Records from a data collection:
+++

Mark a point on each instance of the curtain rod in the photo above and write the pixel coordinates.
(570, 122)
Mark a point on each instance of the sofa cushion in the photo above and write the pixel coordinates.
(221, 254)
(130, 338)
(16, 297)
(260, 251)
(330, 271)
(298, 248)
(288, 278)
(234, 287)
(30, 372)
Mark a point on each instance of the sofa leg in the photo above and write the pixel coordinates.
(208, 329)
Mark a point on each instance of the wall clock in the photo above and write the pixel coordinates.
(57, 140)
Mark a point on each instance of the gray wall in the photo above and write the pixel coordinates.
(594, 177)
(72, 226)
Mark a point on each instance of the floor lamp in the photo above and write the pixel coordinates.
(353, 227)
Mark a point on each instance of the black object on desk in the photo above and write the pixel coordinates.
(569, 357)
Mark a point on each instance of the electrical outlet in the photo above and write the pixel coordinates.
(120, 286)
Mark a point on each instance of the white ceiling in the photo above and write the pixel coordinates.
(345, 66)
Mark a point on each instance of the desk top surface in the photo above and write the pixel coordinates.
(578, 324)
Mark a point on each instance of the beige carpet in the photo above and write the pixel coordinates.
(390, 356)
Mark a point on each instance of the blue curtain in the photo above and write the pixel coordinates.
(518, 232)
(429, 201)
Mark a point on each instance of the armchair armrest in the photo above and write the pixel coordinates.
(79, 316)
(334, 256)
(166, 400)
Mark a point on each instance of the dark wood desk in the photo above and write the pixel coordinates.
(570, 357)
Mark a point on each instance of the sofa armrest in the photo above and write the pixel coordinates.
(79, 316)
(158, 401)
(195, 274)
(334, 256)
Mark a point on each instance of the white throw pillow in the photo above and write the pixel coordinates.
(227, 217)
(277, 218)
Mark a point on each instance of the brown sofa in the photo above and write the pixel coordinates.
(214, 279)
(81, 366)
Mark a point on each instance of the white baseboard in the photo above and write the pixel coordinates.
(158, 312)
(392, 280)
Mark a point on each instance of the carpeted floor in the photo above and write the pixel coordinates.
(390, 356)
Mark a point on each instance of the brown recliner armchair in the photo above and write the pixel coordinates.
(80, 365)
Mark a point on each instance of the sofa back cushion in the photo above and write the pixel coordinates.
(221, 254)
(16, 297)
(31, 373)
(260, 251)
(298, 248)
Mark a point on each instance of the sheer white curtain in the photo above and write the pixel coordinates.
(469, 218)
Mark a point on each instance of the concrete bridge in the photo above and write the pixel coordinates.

+++

The answer must be the line containing "Mark a point on each instance of the sheer" and every line after it to the end of the data, each set down exactly.

- YOUR RESPONSE
Mark a point on each instance of the sheer white curtain in the photo above and write the pixel coordinates.
(469, 218)
Mark a point on each instance of the concrete bridge in the photo above and write the pixel coordinates.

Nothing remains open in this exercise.